------ GIVEN RECORDS ------

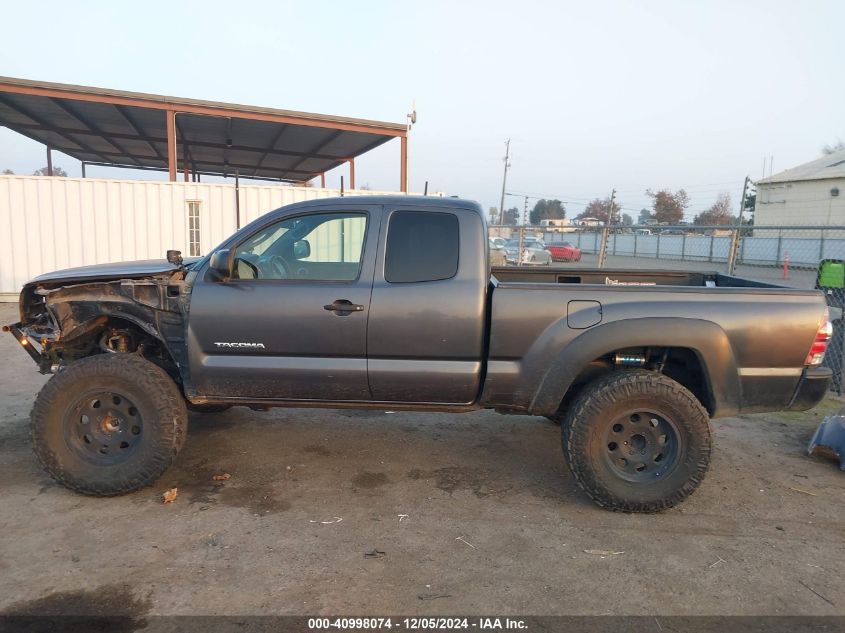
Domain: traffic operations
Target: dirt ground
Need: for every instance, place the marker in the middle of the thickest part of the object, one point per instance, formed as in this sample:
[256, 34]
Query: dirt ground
[341, 512]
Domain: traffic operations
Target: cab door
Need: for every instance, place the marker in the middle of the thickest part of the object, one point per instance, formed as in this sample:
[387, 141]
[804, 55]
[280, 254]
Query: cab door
[425, 339]
[291, 322]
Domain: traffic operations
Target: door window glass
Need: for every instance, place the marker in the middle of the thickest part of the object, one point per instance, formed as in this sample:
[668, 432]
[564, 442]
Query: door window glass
[322, 247]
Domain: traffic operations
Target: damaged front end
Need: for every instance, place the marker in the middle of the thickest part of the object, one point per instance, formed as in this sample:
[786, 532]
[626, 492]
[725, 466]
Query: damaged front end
[63, 321]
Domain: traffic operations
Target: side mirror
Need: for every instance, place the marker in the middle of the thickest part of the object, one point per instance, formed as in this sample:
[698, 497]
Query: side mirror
[219, 263]
[174, 257]
[301, 249]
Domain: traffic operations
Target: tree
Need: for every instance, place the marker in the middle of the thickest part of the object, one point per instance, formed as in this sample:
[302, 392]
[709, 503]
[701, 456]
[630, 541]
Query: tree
[547, 210]
[669, 207]
[719, 213]
[600, 209]
[57, 171]
[511, 216]
[838, 146]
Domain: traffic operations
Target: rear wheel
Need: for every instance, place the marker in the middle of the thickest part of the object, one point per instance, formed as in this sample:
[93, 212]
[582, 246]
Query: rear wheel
[637, 441]
[108, 424]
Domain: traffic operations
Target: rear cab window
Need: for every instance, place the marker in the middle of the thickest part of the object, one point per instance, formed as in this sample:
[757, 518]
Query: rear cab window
[421, 246]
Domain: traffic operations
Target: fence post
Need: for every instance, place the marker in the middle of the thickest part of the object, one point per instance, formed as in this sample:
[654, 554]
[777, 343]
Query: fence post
[732, 252]
[605, 233]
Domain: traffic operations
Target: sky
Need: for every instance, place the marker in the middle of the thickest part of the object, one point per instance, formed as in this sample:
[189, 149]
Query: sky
[594, 95]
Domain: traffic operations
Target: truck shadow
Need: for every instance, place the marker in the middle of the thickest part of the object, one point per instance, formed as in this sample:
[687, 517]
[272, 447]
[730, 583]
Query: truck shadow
[275, 458]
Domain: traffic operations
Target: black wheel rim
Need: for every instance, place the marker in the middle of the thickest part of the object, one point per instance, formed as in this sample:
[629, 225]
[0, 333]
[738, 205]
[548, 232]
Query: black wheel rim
[641, 446]
[103, 427]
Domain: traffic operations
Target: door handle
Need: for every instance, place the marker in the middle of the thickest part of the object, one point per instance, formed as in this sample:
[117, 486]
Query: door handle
[343, 307]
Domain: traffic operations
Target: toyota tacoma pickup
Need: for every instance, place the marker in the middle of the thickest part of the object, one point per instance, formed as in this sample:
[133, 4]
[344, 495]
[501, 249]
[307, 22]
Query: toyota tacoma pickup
[390, 303]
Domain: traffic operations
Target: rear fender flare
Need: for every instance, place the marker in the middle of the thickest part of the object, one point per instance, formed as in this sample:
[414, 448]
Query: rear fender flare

------

Pictures are to be left out; the records above must be repeated word for word.

Domain: traffic operations
Target: dirt ground
Need: for every instance, place the marker in the middle of the thickest part of the object, one point per instance, formed as in this sample:
[256, 34]
Query: dirt ground
[341, 512]
Domain: traffic operations
Target: cab door
Need: for every instance, place the marker in the middle of the thickest part of the object, one point per instance, formed as in this sample:
[387, 141]
[804, 55]
[280, 254]
Query: cab door
[425, 339]
[291, 322]
Domain: traffic operations
Target: door window glass
Need: for every instance, place the marker in the middle of the thickest part of the object, one point per instance, formed as in this sample:
[668, 432]
[564, 442]
Query: door window glass
[322, 247]
Domain: traffic operations
Target: damaged front end
Need: for every instance, place the marker in the middle of the thickest part of the object, one point per instance, formed as in this sample:
[786, 532]
[626, 492]
[725, 466]
Query: damaged front end
[63, 321]
Domain: traffic operations
Target: side mirror
Need: for every instance, place the marker in the middle of the thickest part of the object, one point per instance, formed as in this sample:
[698, 497]
Query: side mirror
[219, 263]
[174, 257]
[301, 249]
Domain: traffic operations
Target: tree
Need: for every instance, place the marker in the middle of the thickest part of the object, one point per instance, formed as in this sample:
[302, 392]
[709, 503]
[701, 456]
[630, 541]
Query: tree
[547, 210]
[669, 207]
[719, 213]
[600, 209]
[57, 171]
[511, 216]
[838, 146]
Domain: traffic operations
Target: rear wheel
Need: for every instance, place the marker in the middle of the thickest part of the object, one point per instance, formed as in this sample:
[93, 212]
[582, 246]
Query: rear wheel
[637, 441]
[108, 424]
Domain: traffic operations
Target: rear cab window
Need: for every instance, place the marker in the middle of the thickest part of the object, one point per instance, formed as in this sample:
[757, 518]
Query: rear cab window
[421, 246]
Domain: traffic operations
Target: fence post
Need: for every instance, place the marker in the middle of the thickest part of the object, one point per instance, formed as in this sample:
[654, 554]
[777, 343]
Query: fence post
[732, 252]
[605, 233]
Domain: traffic operations
Target: sky
Need: for every instance, place the marker in the middle of the thickest part of the object, one point per instance, formed as in this sample:
[189, 149]
Query: sky
[594, 95]
Domain: traffic operations
Target: truck shadow
Need: for every instance, place the marker in the middle of the thickest part of the object, one point per instance, formed as in this sample:
[687, 517]
[272, 447]
[730, 583]
Query: truck shadow
[275, 458]
Domain: traffic operations
Target: black wheel rim
Need: for every instance, place the marker in the middle of the thickest part of the object, one point per instance, formed as in this sample:
[629, 225]
[0, 333]
[738, 205]
[548, 232]
Query: black wheel rim
[641, 446]
[103, 427]
Domain: traffic operations
Target: door handle
Need: for every instance, place the marker in the middle of the thickest part of the object, one point per instance, formed as in this sample:
[117, 486]
Query: door handle
[343, 307]
Domain: traffic operations
Target: toyota tacoma pickup
Need: for every instance, place the marker in the middle of the thickest part of the object, one point per instance, formed as in this sample:
[133, 4]
[344, 495]
[501, 249]
[307, 22]
Query: toyota tacoma pickup
[390, 303]
Domain: traffic operations
Target: rear fender flare
Need: for every instance, place the marker in the middle of the thickest part of the object, one point per instance, formed as in this sample:
[414, 448]
Query: rear fender flare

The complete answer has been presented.